** Opening Given text block **

HEU proposes key changes to Labour Relations Code


The Hospital Employees’ Union recently submitted a proposal for numerous amendments to the Labour Relations Code (the Code) to add, modify and improve provisions that address contracting out, successorship rights, gender pay equity, and collective bargaining.

If implemented, the recommendations would strengthen and protect workers’ rights.


When the BC Liberals passed Bill 29 (2002) and Bill 94 (2003), it paved the way for widespread privatization of health care support services, resulting in massive layoffs – especially women and racialized workers – corporate restructuring, hospital closures and downgrading, service consolidation, and lucrative, multi-year contracts with global corporations.

It fragmented the health care sector, destabilized job security, and stripped crucial labour rights from collective agreements.

The BC Liberals’ anti-labour laws also caused tremendous damage to the long-term care sector by allowing employers to de-accredit from the Health Employers Association of British Columbia, which authorized employers to pull out of the Facilities Bargaining Association (FBA) collective agreement, privatize services, hire workers at substandard wages with minimal benefits, and contract-flip at their whim.

Private corporations were making millions of dollars – mostly public taxpayer money – on the backs of health care workers earning poverty-level wages. While these privateers had minimal accountability, many workers held two or three jobs to make ends meet.

Bill 29 also revoked “successorship” provisions and contracting-out protections from collective agreements. And it muddied the waters in designating a worker’s “true employer” or “common employer”, impacting their right to port seniority and paid banks, or remain with their union.

As a result, HEU launched a comprehensive organizing drive to unionize numerous workplaces and thousands of workers. Many workers applied for their previous jobs – now under a private employer – with substandard wages and working conditions.

Where we are today

In 2018, the BC NDP passed the Health Sector Statutes Repeal Act (Bill 47), which reversed Bill 29 and Bill 94 – a celebrated move that began repairing the dysfunctional privatization landscape created by the BC Liberals (now BC United).

** Closing Given text block **
** Opening Dataset content block **

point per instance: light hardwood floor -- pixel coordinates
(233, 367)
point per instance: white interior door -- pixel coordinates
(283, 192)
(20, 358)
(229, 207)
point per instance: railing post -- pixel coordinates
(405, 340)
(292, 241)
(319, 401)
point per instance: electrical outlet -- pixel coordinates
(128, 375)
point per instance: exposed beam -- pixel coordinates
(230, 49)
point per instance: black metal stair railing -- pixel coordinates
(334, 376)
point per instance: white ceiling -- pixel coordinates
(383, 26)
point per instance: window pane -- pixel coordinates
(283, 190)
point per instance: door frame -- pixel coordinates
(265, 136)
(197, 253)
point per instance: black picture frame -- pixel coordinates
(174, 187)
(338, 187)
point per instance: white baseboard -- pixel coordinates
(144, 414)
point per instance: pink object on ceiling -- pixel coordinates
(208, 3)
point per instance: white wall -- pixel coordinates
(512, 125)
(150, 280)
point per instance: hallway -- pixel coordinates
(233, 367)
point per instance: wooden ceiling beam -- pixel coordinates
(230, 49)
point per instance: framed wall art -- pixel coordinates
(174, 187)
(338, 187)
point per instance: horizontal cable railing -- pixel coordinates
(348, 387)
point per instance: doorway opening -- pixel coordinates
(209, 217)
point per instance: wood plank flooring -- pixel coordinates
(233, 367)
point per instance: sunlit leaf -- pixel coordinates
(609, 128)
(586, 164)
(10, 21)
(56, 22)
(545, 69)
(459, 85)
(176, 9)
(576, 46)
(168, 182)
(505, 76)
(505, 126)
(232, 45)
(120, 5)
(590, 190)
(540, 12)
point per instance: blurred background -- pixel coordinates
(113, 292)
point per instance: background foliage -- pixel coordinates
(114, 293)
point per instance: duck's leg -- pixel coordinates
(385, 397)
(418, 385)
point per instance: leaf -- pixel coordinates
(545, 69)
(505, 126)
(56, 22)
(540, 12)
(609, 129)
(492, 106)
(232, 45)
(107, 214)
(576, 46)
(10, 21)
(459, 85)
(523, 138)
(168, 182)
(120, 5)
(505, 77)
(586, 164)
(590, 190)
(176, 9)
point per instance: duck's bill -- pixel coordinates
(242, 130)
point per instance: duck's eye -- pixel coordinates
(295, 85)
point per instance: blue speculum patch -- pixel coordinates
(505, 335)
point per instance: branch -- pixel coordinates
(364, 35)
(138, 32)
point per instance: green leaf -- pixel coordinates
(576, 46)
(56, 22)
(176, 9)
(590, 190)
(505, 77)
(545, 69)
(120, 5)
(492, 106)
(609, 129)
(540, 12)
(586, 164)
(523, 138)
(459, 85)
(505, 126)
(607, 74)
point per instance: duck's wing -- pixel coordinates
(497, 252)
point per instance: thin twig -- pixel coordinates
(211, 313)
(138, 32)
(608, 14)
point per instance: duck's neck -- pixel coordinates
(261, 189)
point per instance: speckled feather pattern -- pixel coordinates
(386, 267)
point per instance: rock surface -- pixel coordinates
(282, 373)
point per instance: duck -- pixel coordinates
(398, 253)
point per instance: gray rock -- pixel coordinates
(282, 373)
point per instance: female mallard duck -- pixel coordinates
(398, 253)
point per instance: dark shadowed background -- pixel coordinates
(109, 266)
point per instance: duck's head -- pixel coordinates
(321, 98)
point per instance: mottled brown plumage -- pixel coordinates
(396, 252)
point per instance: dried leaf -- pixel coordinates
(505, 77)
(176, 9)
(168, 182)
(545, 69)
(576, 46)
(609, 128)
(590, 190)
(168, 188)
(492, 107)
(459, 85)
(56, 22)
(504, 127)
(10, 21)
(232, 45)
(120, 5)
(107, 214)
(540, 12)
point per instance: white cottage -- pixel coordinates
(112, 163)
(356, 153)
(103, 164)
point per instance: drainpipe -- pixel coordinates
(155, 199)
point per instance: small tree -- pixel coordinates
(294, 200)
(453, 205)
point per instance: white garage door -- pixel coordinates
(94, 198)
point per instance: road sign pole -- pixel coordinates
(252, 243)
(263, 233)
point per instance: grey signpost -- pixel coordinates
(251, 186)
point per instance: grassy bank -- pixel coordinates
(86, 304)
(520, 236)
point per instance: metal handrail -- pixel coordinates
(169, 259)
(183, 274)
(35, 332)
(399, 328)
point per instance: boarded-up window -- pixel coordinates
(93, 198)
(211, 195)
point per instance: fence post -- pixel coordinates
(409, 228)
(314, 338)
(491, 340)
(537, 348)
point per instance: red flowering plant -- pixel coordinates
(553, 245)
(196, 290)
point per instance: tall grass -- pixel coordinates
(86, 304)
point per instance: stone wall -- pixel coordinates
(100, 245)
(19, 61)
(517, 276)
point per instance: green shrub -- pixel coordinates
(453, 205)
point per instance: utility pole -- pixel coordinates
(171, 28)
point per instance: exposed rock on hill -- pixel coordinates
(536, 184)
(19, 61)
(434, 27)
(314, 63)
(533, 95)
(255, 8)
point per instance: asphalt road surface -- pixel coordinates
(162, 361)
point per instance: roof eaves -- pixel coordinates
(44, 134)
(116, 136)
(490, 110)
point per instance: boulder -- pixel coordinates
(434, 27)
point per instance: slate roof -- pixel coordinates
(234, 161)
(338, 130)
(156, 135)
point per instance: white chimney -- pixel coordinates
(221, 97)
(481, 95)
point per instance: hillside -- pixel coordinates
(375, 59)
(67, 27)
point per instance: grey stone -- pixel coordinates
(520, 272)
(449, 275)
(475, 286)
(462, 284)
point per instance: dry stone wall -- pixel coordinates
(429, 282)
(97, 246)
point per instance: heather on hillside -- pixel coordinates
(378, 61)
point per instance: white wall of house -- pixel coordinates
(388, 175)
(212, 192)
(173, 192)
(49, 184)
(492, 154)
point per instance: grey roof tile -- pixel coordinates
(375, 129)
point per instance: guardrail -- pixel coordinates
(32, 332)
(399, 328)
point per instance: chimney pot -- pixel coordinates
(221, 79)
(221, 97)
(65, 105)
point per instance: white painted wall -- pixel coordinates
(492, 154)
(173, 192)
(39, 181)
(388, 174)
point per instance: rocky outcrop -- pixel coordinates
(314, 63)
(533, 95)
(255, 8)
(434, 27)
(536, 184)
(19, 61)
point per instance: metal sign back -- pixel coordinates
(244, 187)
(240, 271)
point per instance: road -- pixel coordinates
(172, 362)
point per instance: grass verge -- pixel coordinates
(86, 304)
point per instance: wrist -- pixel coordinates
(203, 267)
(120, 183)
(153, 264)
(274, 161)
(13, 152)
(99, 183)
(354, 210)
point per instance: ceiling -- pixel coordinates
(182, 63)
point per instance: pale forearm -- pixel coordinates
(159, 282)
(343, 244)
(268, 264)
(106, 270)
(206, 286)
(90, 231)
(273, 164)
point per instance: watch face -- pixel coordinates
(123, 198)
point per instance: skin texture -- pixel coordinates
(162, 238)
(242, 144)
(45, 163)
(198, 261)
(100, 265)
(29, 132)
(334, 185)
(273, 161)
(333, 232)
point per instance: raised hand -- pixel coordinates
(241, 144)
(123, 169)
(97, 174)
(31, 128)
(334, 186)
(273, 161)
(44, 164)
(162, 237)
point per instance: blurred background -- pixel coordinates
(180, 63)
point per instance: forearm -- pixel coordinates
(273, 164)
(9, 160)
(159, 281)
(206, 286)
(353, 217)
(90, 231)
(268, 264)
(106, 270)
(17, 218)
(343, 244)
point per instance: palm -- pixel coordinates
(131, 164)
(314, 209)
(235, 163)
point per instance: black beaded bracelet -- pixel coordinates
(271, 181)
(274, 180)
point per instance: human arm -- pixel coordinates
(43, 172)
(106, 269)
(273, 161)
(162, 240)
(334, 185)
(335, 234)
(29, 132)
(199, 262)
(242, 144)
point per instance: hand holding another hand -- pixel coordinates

** Closing Dataset content block **

■ Problems to work on ■
1. From the article on the Hospital Employees' Union proposal, quote the passage between "The BC Liberals’" and "make ends meet.", inclusive.
2. Write what comes next in the article on the Hospital Employees' Union proposal, picking up after its final sentence.
The entries come from a different source than the article on the Hospital Employees' Union proposal.

■ Results for the exercise ■
1.
The BC Liberals’ anti-labour laws also caused tremendous damage to the long-term care sector by allowing employers to de-accredit from the Health Employers Association of British Columbia, which authorized employers to pull out of the Facilities Bargaining Association (FBA) collective agreement, privatize services, hire workers at substandard wages with minimal benefits, and contract-flip at their whim.

Private corporations were making millions of dollars – mostly public taxpayer money – on the backs of health care workers earning poverty-level wages. While these privateers had minimal accountability, many workers held two or three jobs to make ends meet.

2.
After two decades of fighting privatization, more than 4,000 contracted support services workers have been repatriated back into the public health system over the past few years. However, repatriated workers in the private sector are still not afforded successorship protections.

Although Bill 47 began the process of restoring successorship protection for unionized health care workers, substantial case law from the Labour Relations Board (LRB) states that contracting out and subsequent private sector repatriation is not a successorship.

That’s why HEU urges the LRB to amend section 35 of the Code to expand successorship protections, citing current gaps can be used as a tool to skirt unionization, and continue harming workers.

Other recommendations

Any existing collective agreement at the time of privatization should be binding and enforced by the new contractor or recapturing employer (repatriation).

Once the LRB certifies a trade union as the bargaining agent for a group of employees, the employer cannot change the conditions of employment until a collective agreement is executed, no matter the timeframe it takes to conclude.

Broaden picketing rights for workers on strike or locked out by their employer.

Facilitate broader-based bargaining through multi-employer sectoral certifications.  

Revise the Code to align with the United Nations Declaration on the Rights of Indigenous Peoples (UNDRIP) and prioritize Indigenous perspectives and reconciliation in future reviews of the Code.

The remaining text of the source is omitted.